* **WHAT IS ASKED**
Put the part of the data that opens with the line containing "Could you please indicate the forest" and runs through the end of the data into a two-column CSV with the headers input_text and answer. Give each text and its answer their own row, with each value in one quoted field and any line breaks turned into spaces.

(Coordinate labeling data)
-------

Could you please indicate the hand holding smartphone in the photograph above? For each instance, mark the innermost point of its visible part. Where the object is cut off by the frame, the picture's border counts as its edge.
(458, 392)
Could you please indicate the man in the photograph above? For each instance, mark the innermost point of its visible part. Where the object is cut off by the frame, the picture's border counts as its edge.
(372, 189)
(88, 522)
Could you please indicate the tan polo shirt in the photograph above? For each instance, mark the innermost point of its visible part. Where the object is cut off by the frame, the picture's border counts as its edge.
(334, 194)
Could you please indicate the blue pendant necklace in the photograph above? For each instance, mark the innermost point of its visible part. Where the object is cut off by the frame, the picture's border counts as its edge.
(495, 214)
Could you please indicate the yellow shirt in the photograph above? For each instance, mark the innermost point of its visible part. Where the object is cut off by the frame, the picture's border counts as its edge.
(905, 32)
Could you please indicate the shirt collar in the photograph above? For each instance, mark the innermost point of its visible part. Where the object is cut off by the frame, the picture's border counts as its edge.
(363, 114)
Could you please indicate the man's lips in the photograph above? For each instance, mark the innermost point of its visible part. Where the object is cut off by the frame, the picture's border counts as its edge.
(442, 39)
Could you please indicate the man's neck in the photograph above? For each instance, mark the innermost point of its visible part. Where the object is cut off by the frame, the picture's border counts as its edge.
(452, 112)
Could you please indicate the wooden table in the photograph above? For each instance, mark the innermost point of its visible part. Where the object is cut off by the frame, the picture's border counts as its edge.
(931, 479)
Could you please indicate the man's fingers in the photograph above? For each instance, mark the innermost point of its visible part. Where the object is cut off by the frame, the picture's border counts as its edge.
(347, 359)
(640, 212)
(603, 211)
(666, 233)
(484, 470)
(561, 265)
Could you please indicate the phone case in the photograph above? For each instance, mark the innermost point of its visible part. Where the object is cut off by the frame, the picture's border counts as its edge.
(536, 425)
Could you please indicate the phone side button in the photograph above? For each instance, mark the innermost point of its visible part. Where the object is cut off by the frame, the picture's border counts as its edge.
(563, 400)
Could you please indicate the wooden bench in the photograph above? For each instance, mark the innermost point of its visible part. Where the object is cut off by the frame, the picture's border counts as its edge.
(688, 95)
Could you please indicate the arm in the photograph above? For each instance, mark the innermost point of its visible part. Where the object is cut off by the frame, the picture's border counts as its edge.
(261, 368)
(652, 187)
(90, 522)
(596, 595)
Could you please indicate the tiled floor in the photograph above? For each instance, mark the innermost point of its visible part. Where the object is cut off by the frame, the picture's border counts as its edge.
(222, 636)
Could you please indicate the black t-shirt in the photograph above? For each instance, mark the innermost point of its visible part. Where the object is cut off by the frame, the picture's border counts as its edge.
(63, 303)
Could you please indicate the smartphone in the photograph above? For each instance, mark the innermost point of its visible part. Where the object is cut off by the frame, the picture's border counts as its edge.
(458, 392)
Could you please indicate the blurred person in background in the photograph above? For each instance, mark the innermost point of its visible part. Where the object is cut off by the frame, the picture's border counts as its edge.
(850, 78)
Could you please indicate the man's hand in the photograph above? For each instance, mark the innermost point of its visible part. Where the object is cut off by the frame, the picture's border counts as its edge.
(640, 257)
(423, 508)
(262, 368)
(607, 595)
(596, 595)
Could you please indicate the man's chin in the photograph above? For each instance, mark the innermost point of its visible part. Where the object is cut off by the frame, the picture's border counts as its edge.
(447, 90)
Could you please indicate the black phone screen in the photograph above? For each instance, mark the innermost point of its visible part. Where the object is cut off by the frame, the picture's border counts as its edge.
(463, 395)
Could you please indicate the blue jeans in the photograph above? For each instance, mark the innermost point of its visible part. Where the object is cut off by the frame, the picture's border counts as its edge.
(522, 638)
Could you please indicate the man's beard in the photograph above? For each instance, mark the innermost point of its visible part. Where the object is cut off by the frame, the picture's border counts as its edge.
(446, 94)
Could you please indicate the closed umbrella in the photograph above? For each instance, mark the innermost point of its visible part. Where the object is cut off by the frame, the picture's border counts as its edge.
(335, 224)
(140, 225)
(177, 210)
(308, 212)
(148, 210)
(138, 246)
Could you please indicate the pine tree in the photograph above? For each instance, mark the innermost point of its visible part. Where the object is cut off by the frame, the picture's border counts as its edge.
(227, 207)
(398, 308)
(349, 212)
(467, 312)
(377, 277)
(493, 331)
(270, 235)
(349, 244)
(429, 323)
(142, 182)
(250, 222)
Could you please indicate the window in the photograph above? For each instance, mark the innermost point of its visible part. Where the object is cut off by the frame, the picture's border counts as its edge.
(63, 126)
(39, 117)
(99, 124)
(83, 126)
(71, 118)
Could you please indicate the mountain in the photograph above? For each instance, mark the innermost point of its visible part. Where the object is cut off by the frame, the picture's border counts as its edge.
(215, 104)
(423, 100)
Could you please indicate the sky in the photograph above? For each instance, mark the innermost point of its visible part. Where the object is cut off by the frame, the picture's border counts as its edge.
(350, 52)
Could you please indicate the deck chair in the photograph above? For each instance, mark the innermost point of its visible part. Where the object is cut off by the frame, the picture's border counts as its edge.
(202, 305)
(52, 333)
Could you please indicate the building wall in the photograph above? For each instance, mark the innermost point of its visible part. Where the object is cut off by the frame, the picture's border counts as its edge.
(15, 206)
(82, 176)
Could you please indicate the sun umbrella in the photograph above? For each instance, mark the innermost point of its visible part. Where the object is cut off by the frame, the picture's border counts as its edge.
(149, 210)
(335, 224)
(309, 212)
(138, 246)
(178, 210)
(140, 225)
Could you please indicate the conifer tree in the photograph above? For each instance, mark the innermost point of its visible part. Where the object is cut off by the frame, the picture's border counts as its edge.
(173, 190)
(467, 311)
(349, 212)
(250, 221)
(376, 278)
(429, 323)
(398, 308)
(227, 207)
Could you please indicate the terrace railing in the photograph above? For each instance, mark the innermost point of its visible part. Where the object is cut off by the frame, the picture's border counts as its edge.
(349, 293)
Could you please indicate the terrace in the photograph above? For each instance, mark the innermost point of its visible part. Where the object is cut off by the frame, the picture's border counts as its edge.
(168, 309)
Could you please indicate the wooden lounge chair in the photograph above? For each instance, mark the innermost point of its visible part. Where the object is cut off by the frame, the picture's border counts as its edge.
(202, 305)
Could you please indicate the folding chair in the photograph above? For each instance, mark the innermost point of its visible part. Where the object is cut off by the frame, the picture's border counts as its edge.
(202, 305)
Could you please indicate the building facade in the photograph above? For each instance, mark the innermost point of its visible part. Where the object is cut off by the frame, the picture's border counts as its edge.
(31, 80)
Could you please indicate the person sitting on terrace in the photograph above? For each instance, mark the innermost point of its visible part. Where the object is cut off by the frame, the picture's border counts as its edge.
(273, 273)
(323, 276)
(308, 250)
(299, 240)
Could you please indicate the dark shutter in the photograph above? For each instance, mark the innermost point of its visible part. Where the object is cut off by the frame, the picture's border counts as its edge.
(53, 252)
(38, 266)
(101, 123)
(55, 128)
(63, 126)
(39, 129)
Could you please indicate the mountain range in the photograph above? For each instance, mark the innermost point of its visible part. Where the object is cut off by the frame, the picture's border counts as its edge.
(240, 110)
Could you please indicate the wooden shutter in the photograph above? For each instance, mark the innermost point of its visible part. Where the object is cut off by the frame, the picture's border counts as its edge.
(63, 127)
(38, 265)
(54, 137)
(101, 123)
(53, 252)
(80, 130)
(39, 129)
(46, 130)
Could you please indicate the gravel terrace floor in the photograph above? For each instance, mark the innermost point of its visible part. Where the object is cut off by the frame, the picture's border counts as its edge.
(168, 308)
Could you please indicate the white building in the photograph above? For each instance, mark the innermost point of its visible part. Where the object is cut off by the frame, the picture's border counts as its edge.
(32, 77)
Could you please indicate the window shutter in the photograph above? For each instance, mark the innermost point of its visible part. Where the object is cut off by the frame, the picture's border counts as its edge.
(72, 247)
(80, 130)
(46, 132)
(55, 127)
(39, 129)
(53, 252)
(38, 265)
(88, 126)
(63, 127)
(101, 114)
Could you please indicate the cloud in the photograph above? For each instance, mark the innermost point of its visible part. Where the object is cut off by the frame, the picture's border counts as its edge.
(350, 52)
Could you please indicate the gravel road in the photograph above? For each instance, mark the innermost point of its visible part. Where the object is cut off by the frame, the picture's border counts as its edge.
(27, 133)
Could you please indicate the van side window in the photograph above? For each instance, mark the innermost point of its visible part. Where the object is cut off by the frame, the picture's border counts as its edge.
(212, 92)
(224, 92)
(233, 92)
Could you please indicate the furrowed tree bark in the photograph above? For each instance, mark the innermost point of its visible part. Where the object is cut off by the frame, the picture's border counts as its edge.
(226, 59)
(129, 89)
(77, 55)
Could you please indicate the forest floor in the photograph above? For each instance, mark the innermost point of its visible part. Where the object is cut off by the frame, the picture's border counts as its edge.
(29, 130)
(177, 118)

-------

* **FULL OUTPUT**
input_text,answer
"Could you please indicate the forest floor in the photograph above? For each instance, mark the innermost point of its visible part. Where the object is cut off by the frame, the picture's border counts as its edge.","(29, 130) (177, 118)"